Can you arrange all the records below as a numbered list, with no blank lines and no pictures?

________________

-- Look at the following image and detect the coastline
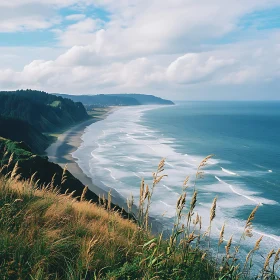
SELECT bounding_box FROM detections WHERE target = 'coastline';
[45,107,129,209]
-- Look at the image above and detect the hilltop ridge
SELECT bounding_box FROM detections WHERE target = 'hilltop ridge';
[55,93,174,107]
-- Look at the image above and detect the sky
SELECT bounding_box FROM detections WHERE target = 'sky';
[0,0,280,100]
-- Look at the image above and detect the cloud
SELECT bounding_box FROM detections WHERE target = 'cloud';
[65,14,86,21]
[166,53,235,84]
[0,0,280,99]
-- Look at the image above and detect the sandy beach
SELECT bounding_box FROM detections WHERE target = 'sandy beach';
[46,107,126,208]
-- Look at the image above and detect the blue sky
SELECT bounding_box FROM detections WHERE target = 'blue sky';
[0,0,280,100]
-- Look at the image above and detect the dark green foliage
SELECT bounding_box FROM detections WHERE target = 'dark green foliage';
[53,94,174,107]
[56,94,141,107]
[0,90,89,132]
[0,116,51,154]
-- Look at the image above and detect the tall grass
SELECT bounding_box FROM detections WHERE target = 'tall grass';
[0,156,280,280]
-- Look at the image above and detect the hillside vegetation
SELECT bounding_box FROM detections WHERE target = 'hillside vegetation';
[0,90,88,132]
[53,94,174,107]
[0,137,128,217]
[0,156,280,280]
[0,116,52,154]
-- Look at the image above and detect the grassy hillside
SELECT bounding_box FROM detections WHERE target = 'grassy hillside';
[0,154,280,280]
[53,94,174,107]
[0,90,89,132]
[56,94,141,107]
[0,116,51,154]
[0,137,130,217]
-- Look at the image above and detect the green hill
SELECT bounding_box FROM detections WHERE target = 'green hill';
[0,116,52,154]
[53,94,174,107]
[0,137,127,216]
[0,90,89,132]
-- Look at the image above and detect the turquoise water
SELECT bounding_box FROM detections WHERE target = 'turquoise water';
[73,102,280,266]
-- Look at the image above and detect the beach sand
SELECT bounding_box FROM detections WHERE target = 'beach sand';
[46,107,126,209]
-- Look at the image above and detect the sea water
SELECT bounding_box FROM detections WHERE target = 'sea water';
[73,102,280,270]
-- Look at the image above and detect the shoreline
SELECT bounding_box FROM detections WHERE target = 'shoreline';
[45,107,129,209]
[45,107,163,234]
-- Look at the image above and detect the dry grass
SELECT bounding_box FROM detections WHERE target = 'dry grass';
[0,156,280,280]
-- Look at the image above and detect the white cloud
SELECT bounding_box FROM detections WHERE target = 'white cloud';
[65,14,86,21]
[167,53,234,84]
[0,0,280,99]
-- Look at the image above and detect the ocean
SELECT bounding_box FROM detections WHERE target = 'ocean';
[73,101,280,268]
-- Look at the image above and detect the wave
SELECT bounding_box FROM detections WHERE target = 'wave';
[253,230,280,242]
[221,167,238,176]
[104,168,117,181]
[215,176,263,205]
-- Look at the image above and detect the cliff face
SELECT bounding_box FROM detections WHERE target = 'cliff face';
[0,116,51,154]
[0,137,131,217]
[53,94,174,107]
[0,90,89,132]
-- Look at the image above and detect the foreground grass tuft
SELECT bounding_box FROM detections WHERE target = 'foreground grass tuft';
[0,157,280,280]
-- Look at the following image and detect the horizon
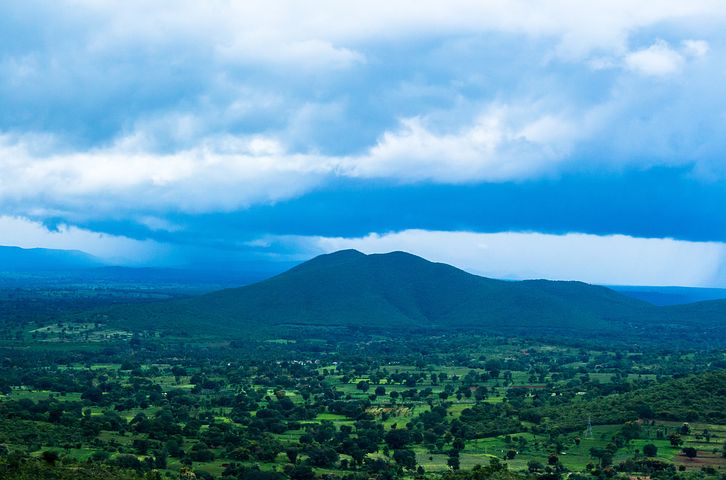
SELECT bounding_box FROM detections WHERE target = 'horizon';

________________

* _CORRECT OUTPUT_:
1. -- Look at the following image and detect the coastline
2. SELECT bounding_box FROM detections WHERE target = 'coastline';
3. [45,107,129,209]
4. -- Look at the image above and detect the hilltop ridge
5. SELECT bounding_box FROM detections WHERE target = 'hilltop ridge';
6. [55,93,174,107]
7. -- Look at the image above and detect the sky
8. SELECT bounding_box FROM detections WHERE target = 'sky';
9. [0,0,280,100]
10. -- Look at the image above and detect the cloud
11. SELECT bounding_box FROM detections WHERE target = 'cloud';
12. [65,14,86,21]
13. [166,53,235,84]
14. [0,0,280,99]
15. -- Look at the image above and detect the sandy beach
16. SELECT bounding_box FROM detections WHERE target = 'sandy beach';
17. [46,107,126,208]
18. -- Look at the image above and detect the blue sky
19. SELECT bounding_box FROM detections WHERE target = 'blue sky';
20. [0,0,280,100]
21. -- Look at the image above and detect the dark green foliage
22. SELECT bounding_box FROM detections WHERE target = 'dark green foliage';
23. [53,94,174,107]
24. [56,94,141,107]
25. [0,90,89,132]
26. [0,116,51,154]
27. -- Look at the image above and detect the tall grass
28. SELECT bounding_box FROM detections WHERE target = 'tall grass';
29. [0,156,280,280]
30. -- Look at the image above and detect the hillside vegetation
31. SELECT bounding_box FROM detections WHERE target = 'hillside vegetation';
32. [0,90,88,132]
33. [53,94,174,107]
34. [0,137,128,217]
35. [0,156,280,280]
36. [0,116,52,154]
37. -- Look at the image above and detect the grassy hillside
38. SELECT bounding_box FROM detections WHERE target = 'grassy hillside';
39. [0,154,280,280]
40. [53,94,174,107]
41. [0,90,89,132]
42. [56,94,141,107]
43. [0,116,51,154]
44. [0,137,130,217]
45. -- Look at the image above and detect the green hill
46. SELECT bounding_box FROM detections WHERE target = 'green hill';
47. [0,116,52,154]
48. [53,94,174,107]
49. [0,137,127,216]
50. [0,90,89,132]
51. -- Look at the image above and detect the turquoise water
52. SELECT bounding_box FROM detections WHERE target = 'turquoise water';
53. [73,102,280,266]
54. -- Look at the image above and detect the beach sand
55. SELECT bounding_box FROM detections WHERE target = 'beach sand';
56. [46,107,126,209]
57. -- Look at the image above and detect the sea water
58. SELECT bounding_box FROM detections WHERE target = 'sea water';
59. [73,102,280,270]
60. -- Look at the image above and detect the shoreline
61. SELECT bounding_box FROM detections WHERE target = 'shoreline';
62. [45,107,129,209]
63. [45,107,163,234]
64. -- Look at the image above and detect the dry grass
65. SELECT bounding_box FROM detections WHERE target = 'dry grass';
66. [0,156,280,280]
67. -- Look at the image above and detect the white cloud
68. SELECT bounding_box FROM detections WHERE target = 'white cloud';
69. [65,14,86,21]
70. [167,53,234,84]
71. [0,0,280,99]
72. -- Look at the image above and detect the ocean
73. SELECT bounding_box FROM detections WHERE target = 'ocean';
74. [73,101,280,268]
75. -- Look at the image above and detect the wave
76. SELECT bounding_box FROM detections WHERE target = 'wave';
77. [253,230,280,242]
78. [221,167,238,176]
79. [104,168,117,181]
80. [215,176,263,205]
81. -- Look at the image above and detect the cliff face
82. SELECT bounding_box FROM detections WHERE target = 'cliff face';
83. [0,116,51,154]
84. [0,137,131,217]
85. [53,94,174,107]
86. [0,90,89,132]
87. -- Look at the image above and detect the foreground grass tuft
88. SELECT bounding_box FROM detections WHERE target = 'foreground grass tuft';
89. [0,157,280,280]
90. -- Look at the following image and detect the horizon
91. SELECT bounding_box FROM detections WHERE target = 'horizon';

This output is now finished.